_Material for the task_.
◆ ◆ ◆ ◆

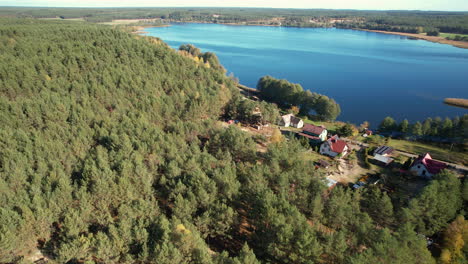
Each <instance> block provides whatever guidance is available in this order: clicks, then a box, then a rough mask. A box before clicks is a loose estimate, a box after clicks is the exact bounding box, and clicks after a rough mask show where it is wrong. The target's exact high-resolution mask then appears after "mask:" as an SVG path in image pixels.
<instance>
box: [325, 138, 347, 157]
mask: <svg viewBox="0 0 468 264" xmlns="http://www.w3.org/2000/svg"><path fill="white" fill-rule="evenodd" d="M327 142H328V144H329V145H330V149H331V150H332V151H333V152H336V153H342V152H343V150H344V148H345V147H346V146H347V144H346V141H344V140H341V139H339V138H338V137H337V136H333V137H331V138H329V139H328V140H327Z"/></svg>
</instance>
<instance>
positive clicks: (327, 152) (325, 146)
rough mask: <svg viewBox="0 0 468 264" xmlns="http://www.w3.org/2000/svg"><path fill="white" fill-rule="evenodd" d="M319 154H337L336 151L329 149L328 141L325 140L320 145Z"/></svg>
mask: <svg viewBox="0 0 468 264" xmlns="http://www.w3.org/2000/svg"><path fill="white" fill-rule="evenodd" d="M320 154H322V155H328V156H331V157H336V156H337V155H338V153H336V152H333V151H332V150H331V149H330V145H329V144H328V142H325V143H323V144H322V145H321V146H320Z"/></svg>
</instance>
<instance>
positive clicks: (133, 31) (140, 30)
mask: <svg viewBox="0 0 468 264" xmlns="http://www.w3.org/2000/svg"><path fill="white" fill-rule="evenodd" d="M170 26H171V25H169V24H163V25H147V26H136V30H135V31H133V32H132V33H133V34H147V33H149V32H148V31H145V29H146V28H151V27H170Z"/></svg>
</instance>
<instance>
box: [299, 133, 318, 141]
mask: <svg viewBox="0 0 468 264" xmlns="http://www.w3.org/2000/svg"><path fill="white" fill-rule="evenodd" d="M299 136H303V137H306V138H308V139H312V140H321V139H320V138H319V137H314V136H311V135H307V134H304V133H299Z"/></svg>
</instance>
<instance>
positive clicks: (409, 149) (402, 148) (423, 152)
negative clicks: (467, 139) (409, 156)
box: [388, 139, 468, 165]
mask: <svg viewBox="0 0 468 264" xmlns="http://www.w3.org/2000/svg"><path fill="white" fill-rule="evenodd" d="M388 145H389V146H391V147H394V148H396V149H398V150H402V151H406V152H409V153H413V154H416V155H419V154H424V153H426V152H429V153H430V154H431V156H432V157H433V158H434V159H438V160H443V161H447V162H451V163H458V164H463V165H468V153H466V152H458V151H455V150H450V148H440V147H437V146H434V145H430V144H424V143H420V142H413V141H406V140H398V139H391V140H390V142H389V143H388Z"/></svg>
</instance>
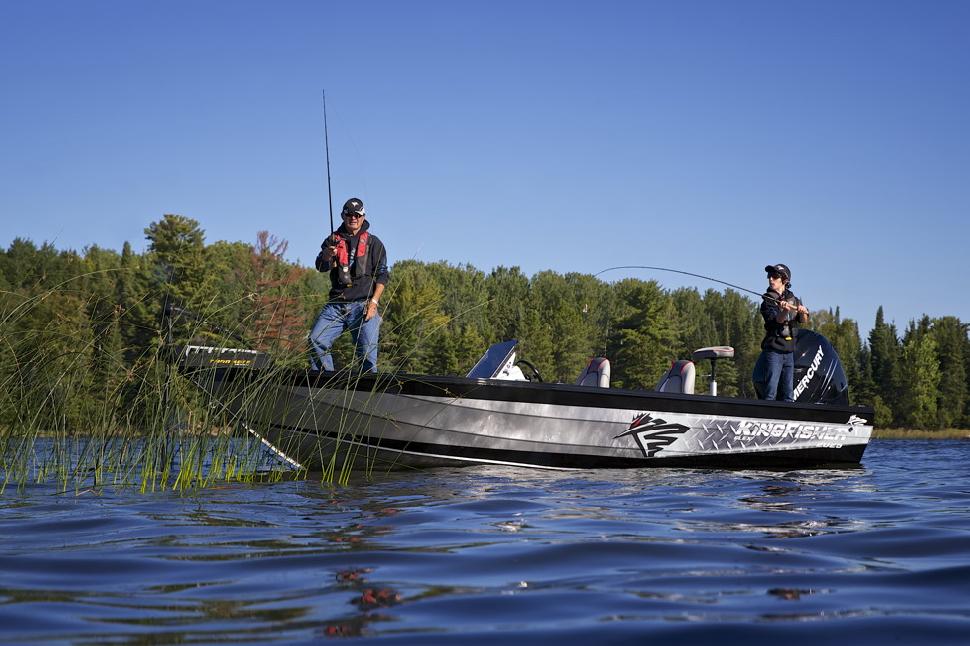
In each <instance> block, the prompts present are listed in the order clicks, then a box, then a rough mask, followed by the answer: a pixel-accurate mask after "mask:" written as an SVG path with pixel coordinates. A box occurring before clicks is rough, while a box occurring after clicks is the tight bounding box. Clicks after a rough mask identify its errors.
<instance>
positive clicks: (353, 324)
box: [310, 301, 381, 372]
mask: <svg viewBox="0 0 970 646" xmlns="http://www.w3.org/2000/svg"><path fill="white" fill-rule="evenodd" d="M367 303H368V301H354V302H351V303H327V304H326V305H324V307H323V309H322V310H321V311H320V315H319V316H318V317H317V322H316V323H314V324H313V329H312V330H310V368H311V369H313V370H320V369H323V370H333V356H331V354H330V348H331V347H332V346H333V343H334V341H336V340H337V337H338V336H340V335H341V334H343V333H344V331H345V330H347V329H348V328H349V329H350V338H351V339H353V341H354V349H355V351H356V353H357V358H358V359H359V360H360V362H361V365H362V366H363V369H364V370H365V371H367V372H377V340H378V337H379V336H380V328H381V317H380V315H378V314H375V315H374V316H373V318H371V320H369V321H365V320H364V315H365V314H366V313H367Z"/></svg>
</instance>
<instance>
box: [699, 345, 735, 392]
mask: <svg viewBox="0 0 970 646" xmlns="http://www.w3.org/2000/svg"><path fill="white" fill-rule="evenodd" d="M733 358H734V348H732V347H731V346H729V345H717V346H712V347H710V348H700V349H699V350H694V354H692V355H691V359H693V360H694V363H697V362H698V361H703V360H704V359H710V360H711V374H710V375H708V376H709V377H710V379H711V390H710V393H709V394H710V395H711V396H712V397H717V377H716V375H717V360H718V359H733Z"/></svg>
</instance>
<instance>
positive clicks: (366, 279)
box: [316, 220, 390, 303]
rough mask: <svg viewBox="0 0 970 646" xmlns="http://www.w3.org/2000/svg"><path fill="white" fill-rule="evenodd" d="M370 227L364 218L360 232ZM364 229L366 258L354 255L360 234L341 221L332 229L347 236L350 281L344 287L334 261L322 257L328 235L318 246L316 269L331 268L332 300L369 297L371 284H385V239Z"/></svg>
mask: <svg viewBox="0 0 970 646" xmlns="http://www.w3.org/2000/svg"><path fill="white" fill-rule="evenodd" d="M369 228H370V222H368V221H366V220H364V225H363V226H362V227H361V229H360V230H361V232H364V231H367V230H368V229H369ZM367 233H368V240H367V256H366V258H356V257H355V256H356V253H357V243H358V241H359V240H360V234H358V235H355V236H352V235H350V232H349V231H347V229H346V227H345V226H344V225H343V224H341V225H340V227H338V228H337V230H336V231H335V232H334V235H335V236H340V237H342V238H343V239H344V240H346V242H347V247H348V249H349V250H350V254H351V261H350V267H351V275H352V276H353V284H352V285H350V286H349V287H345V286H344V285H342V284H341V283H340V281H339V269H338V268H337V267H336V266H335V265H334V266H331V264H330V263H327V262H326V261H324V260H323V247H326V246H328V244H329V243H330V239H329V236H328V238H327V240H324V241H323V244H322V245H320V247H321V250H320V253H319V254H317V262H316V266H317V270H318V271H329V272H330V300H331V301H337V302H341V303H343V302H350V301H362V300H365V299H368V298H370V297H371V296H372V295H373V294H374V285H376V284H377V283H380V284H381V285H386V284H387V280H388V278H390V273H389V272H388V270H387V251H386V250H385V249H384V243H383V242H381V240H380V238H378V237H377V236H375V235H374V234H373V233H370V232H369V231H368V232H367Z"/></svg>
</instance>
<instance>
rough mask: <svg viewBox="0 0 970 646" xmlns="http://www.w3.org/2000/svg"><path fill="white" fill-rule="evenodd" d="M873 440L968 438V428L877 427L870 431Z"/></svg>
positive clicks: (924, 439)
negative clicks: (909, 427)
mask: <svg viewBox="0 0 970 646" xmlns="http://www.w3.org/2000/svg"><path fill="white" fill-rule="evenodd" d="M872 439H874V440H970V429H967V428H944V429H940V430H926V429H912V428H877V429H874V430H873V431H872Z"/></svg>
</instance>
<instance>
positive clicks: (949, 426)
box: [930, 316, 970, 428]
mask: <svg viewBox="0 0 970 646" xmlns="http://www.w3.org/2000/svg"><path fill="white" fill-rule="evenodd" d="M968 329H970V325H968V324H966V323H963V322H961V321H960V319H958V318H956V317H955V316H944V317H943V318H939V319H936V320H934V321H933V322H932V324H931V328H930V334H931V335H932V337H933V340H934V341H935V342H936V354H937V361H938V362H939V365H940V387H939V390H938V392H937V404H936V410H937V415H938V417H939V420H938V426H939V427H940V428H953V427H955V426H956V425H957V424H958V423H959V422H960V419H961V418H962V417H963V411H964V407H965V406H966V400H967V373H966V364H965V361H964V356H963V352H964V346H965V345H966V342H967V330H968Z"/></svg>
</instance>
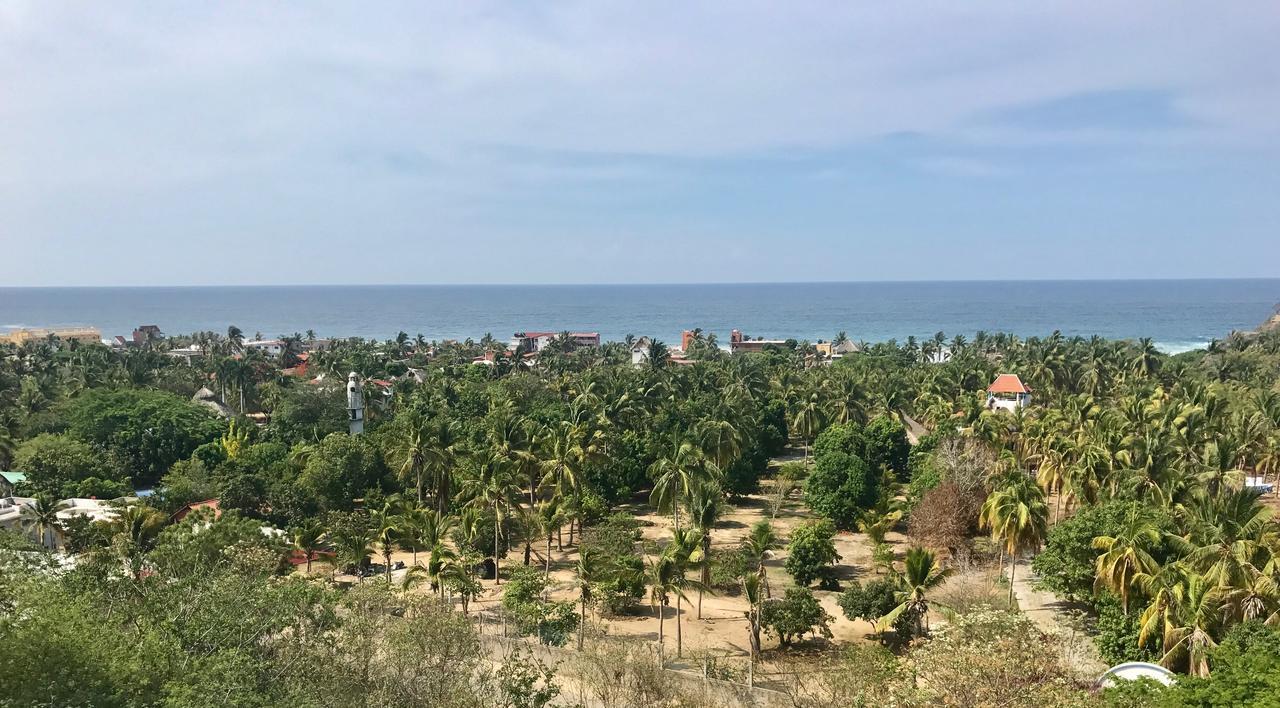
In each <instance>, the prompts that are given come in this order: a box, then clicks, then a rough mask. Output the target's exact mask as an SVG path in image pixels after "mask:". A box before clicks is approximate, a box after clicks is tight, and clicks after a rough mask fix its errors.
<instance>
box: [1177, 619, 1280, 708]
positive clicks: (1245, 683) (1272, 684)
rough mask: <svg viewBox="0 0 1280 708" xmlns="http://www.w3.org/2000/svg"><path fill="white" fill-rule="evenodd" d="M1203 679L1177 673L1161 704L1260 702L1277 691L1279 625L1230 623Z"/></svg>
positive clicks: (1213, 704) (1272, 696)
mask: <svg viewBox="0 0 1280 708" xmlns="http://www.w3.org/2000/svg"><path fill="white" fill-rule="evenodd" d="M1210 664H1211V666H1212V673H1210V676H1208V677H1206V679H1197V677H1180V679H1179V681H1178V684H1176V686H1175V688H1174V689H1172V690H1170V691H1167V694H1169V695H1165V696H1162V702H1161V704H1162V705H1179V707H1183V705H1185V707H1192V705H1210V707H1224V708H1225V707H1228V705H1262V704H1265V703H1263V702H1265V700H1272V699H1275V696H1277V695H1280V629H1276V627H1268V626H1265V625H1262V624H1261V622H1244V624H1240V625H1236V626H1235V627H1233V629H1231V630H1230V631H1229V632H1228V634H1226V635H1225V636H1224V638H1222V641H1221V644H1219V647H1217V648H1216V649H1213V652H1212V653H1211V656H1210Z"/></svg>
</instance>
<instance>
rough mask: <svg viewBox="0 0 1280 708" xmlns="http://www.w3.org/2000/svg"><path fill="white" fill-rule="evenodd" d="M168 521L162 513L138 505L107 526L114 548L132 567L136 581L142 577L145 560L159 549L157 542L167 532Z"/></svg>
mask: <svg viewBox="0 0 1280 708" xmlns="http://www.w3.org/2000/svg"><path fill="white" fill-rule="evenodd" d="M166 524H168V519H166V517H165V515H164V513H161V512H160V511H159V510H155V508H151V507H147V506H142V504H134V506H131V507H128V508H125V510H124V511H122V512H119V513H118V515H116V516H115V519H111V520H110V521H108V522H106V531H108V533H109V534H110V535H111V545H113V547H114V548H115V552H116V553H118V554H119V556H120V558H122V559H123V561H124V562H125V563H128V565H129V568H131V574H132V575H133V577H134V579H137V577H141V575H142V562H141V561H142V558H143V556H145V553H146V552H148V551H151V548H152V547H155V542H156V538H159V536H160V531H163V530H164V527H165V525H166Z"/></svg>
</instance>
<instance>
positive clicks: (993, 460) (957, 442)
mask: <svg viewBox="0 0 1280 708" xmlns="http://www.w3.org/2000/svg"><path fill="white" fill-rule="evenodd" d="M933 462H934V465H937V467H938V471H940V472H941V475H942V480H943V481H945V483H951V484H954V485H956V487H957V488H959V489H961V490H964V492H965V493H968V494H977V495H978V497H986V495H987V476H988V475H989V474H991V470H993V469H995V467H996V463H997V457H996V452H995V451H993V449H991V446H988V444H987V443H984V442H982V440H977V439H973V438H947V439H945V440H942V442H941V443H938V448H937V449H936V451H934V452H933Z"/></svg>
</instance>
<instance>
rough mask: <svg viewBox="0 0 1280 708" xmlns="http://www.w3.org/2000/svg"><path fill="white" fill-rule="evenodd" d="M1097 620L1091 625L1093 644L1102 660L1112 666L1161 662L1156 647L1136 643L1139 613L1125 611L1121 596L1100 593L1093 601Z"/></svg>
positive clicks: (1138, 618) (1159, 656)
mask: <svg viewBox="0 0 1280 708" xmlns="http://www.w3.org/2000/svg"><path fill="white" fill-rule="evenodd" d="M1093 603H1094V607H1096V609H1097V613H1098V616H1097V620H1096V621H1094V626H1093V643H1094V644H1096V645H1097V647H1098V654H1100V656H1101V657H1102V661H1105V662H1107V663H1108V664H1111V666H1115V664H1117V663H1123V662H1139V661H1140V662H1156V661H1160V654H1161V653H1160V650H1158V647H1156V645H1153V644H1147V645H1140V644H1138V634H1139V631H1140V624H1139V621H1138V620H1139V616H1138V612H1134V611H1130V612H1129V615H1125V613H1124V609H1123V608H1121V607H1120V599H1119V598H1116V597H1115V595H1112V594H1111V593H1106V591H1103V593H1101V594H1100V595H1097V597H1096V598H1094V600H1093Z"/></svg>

◆ ◆ ◆ ◆

_Task description_.
Collect every line in the rows above that contains the word "then", and copy each one in full.

_Answer box_.
Each <instance> block provides whatever guidance is available in this order: clicks, then a box, then a rough mask. A box before clicks is a loose estimate, a box after clicks is the exact bounding box, and clicks after a rough mask show where it is wrong. The target's exact high-resolution mask then appears after "mask:" as an SVG path in image pixels.
In each <instance> block, the prompts present are listed in the order clicks, then a box, then a rough mask, followed by the answer: a pixel-accurate mask after "mask:" written as an SVG path with pixel coordinates. A box occurring before clicks is rough, while a box occurring after clicks is the tight bounding box. Clicks after a rough mask identify its errors.
In each <instance>, the prompts that are given come in this order: a box, then clicks, then a rough mask. Output the target's exact mask as an SVG path in image pixels after "mask:". A box before clicks is approximate, a box after clicks is tight, and clicks after a rough mask fix its errors.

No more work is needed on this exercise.